§ PROBLEM DETAILS:
How many lines in the records below contain the string "walkway"? Reply with the number alone.

__________

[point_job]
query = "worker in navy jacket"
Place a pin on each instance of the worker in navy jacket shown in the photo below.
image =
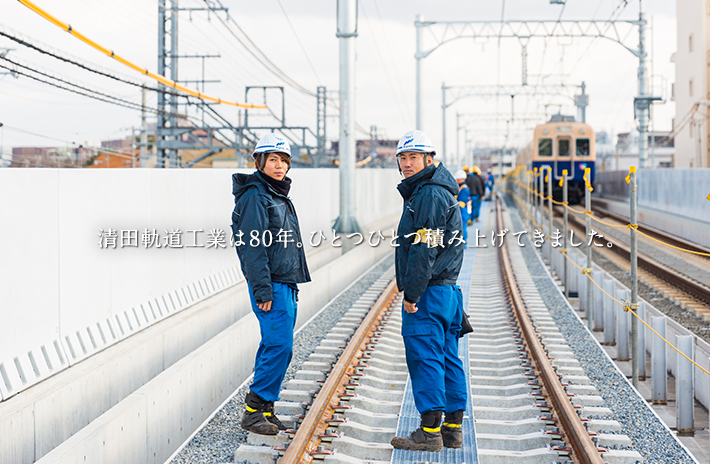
(427, 264)
(272, 259)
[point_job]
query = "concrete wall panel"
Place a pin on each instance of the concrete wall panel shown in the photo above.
(57, 284)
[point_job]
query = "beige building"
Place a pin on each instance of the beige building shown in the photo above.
(692, 64)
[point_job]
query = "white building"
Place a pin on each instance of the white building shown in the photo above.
(691, 83)
(661, 152)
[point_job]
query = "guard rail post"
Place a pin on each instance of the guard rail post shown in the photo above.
(598, 309)
(641, 341)
(581, 287)
(634, 278)
(659, 371)
(622, 324)
(588, 207)
(609, 312)
(565, 195)
(685, 403)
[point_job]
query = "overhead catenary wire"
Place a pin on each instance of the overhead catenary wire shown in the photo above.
(162, 79)
(118, 102)
(91, 68)
(124, 102)
(102, 96)
(257, 53)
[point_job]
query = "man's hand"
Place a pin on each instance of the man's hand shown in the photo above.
(411, 308)
(266, 307)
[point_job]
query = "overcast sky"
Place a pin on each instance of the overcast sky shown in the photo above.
(299, 38)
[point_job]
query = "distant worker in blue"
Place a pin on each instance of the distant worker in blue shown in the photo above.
(263, 209)
(427, 264)
(478, 190)
(464, 198)
(490, 182)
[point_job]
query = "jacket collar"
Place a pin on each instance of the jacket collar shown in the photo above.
(409, 185)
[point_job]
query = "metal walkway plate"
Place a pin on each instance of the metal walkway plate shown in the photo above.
(409, 416)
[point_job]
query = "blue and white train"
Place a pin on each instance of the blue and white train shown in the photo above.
(562, 144)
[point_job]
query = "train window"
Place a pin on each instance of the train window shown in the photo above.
(582, 147)
(563, 147)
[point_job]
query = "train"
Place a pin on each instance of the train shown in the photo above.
(562, 143)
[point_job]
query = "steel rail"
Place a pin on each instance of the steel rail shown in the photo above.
(583, 448)
(672, 276)
(315, 423)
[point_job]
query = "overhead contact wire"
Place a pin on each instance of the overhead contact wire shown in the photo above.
(162, 79)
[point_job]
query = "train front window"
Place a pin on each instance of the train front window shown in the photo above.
(544, 147)
(563, 148)
(582, 147)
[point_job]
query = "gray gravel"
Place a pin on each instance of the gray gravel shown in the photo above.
(217, 442)
(648, 435)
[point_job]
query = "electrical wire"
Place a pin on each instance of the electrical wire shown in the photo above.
(113, 99)
(70, 89)
(162, 79)
(26, 43)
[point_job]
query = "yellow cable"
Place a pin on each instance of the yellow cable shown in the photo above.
(671, 246)
(627, 308)
(162, 79)
(618, 226)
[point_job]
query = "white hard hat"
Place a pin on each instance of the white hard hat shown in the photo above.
(272, 143)
(416, 141)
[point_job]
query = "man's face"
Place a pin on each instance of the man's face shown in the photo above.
(412, 162)
(276, 166)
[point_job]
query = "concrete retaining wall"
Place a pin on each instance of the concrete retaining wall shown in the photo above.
(93, 409)
(65, 299)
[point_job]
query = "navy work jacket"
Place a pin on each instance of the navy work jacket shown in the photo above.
(429, 204)
(258, 207)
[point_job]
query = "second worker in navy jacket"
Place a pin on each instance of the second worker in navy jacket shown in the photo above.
(427, 263)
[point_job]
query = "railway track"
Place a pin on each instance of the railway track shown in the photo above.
(531, 400)
(665, 276)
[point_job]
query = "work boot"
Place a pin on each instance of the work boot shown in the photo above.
(451, 429)
(271, 416)
(254, 419)
(426, 438)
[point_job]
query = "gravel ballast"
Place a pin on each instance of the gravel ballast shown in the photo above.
(219, 439)
(648, 434)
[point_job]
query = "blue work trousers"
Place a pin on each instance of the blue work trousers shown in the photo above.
(431, 342)
(276, 346)
(475, 206)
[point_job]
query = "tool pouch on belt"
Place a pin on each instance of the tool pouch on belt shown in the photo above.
(465, 325)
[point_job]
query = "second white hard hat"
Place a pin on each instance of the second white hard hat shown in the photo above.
(271, 143)
(416, 141)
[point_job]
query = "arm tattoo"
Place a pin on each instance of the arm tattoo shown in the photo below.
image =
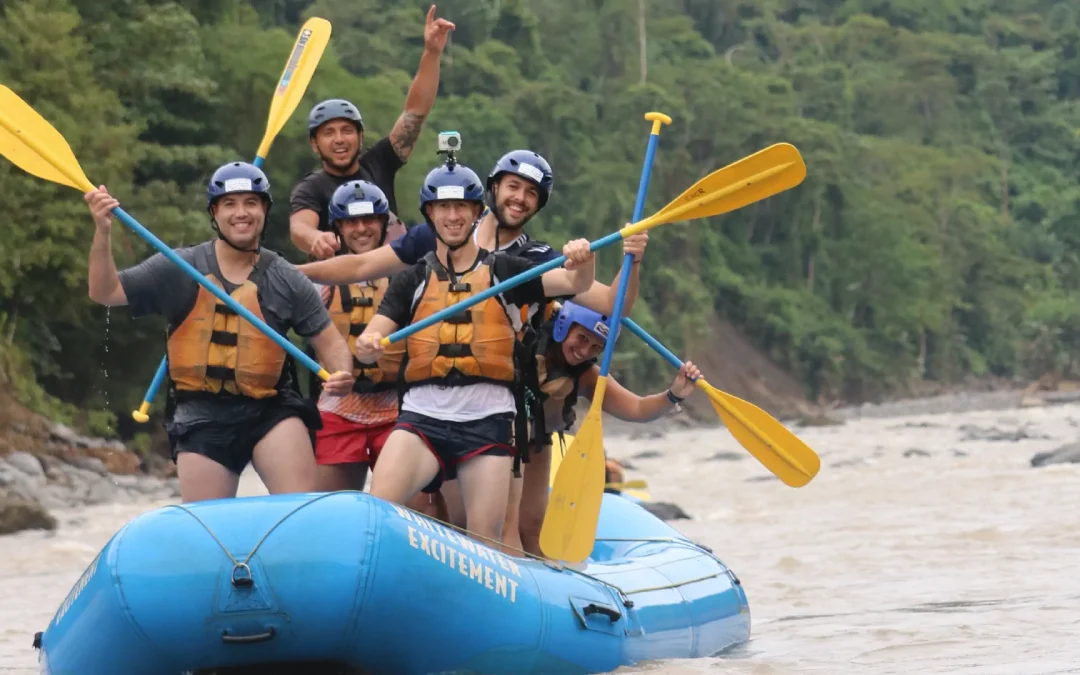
(404, 134)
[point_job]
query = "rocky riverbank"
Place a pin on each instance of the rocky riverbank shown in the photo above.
(46, 466)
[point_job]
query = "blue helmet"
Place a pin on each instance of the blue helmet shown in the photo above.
(238, 177)
(358, 198)
(334, 109)
(528, 165)
(571, 313)
(450, 183)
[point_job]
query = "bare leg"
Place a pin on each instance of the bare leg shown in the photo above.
(455, 505)
(535, 489)
(202, 478)
(424, 503)
(511, 534)
(343, 476)
(405, 468)
(485, 485)
(284, 458)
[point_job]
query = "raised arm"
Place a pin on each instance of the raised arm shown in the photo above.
(333, 352)
(354, 268)
(628, 406)
(601, 297)
(577, 275)
(424, 88)
(306, 235)
(103, 279)
(369, 342)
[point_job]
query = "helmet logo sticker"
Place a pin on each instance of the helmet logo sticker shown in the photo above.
(239, 185)
(450, 191)
(530, 172)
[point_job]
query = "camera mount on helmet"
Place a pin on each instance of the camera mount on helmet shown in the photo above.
(449, 143)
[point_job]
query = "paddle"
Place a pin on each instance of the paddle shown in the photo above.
(36, 147)
(631, 487)
(574, 508)
(778, 449)
(765, 173)
(302, 61)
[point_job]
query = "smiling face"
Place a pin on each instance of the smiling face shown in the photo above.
(581, 345)
(338, 144)
(516, 200)
(241, 217)
(453, 219)
(361, 233)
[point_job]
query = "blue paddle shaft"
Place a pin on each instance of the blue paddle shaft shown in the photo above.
(218, 293)
(651, 341)
(496, 289)
(160, 375)
(628, 260)
(156, 382)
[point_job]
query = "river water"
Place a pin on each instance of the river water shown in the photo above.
(926, 544)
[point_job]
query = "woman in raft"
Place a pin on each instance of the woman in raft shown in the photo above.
(569, 343)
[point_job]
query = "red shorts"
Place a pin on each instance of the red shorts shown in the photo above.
(341, 442)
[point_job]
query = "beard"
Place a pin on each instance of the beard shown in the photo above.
(340, 165)
(505, 219)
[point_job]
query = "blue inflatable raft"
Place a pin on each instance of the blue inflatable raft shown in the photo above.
(348, 583)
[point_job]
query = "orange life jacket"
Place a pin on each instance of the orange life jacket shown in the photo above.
(354, 309)
(477, 345)
(213, 350)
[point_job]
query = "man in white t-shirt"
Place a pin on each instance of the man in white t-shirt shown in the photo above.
(461, 375)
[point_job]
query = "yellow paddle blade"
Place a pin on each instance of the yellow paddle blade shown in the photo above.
(751, 179)
(557, 450)
(35, 146)
(574, 508)
(307, 52)
(778, 449)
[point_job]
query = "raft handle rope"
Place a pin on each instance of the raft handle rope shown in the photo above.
(242, 581)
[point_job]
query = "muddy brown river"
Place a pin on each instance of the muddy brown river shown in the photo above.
(926, 544)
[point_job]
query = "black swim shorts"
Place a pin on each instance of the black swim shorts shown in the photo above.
(453, 443)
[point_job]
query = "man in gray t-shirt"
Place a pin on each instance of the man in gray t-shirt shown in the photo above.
(233, 387)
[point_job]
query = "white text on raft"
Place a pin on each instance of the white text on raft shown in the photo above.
(469, 564)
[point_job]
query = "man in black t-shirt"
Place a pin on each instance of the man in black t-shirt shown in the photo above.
(336, 134)
(233, 386)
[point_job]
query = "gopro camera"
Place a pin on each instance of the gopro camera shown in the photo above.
(449, 142)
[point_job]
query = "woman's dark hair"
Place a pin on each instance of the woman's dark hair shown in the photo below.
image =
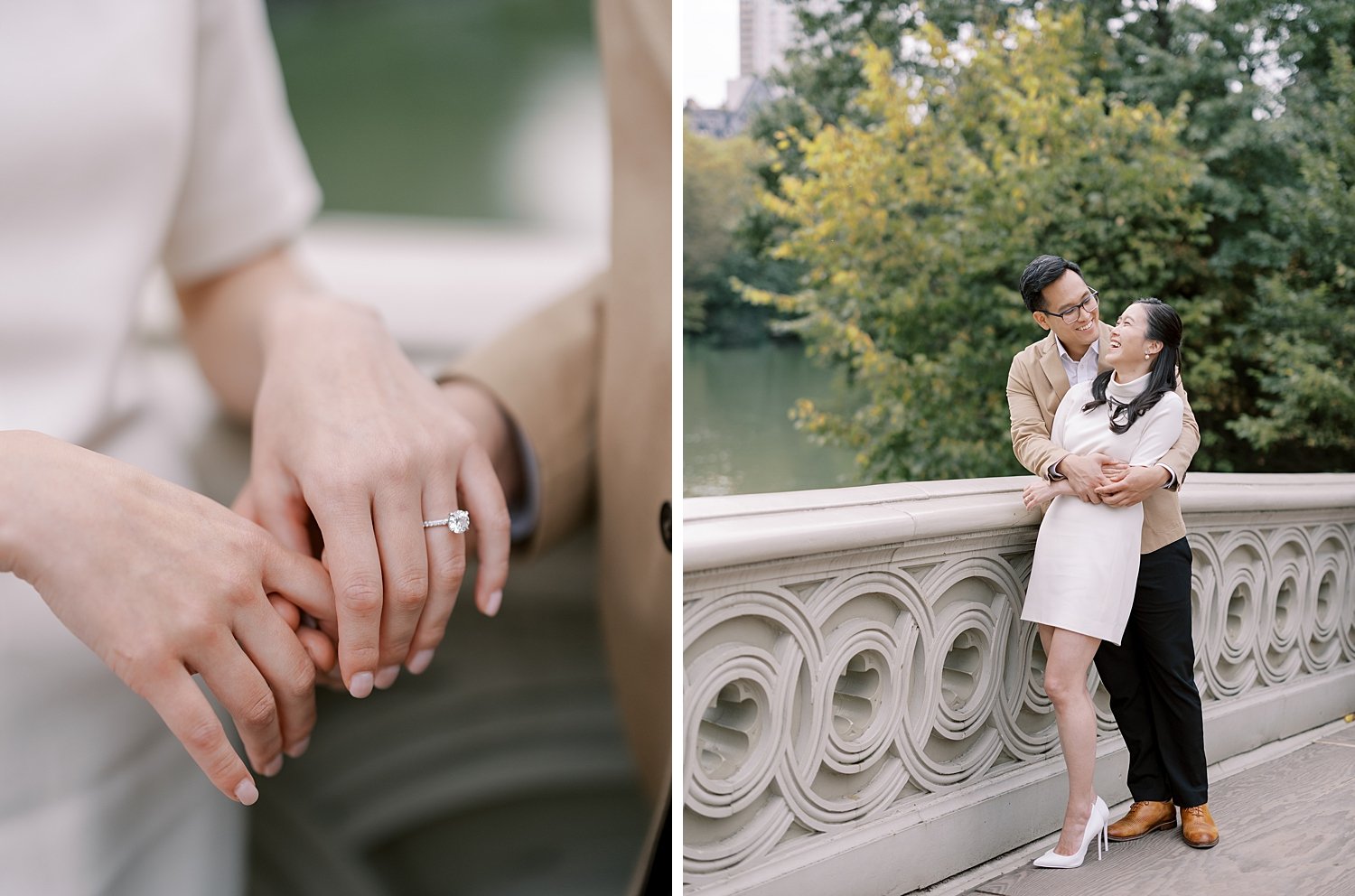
(1164, 325)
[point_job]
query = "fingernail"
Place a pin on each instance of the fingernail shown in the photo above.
(387, 677)
(247, 793)
(360, 685)
(420, 662)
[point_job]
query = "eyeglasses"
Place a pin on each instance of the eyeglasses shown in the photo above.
(1076, 311)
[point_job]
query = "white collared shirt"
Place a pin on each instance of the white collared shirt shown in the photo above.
(1079, 370)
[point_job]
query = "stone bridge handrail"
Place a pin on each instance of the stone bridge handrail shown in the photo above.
(859, 695)
(740, 529)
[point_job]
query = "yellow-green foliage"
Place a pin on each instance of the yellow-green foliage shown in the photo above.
(915, 227)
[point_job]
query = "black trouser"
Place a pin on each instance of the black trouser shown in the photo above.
(1151, 678)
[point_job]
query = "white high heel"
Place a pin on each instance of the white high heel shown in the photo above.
(1097, 825)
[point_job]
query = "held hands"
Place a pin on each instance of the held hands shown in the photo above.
(1084, 475)
(349, 431)
(1132, 486)
(167, 583)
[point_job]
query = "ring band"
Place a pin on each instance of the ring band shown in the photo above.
(457, 521)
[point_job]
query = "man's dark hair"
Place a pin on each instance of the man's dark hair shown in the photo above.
(1040, 274)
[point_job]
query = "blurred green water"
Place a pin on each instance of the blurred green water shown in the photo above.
(406, 106)
(737, 435)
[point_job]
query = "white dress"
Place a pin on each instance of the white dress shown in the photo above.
(1087, 555)
(135, 135)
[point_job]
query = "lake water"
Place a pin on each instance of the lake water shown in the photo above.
(737, 433)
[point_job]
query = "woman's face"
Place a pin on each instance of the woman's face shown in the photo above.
(1129, 336)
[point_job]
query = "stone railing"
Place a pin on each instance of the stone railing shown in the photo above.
(864, 711)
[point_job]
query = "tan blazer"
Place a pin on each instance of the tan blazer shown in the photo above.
(1037, 382)
(590, 382)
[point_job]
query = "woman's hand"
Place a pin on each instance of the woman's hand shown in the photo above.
(349, 431)
(162, 583)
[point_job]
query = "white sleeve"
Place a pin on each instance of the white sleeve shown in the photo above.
(247, 183)
(1162, 427)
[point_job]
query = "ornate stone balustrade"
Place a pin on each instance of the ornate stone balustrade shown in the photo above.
(864, 711)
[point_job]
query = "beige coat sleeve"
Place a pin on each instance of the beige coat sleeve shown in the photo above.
(1030, 425)
(544, 373)
(1179, 456)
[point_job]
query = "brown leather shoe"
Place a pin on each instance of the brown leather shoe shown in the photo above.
(1198, 827)
(1144, 817)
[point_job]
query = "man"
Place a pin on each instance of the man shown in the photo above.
(587, 384)
(1151, 674)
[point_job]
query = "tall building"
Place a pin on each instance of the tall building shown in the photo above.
(766, 32)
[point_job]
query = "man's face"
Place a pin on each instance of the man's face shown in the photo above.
(1076, 330)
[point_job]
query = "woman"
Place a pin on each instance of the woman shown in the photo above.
(1081, 584)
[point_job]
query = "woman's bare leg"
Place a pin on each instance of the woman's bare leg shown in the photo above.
(1068, 658)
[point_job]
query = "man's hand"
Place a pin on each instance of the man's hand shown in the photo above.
(1132, 484)
(164, 583)
(1084, 475)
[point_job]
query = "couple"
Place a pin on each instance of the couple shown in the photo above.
(1098, 412)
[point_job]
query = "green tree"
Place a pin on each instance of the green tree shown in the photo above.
(1246, 70)
(912, 227)
(1303, 355)
(720, 186)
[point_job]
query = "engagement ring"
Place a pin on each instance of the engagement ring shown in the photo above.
(457, 521)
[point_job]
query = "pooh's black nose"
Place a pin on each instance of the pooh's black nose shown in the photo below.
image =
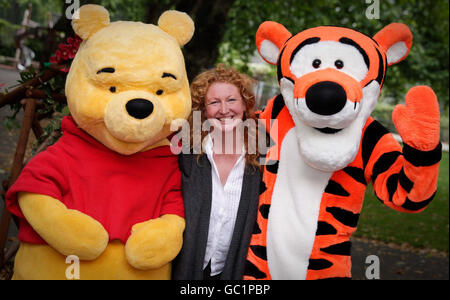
(326, 98)
(139, 108)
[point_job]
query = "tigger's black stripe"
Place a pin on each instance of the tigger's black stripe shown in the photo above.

__________

§ TASK ANSWER:
2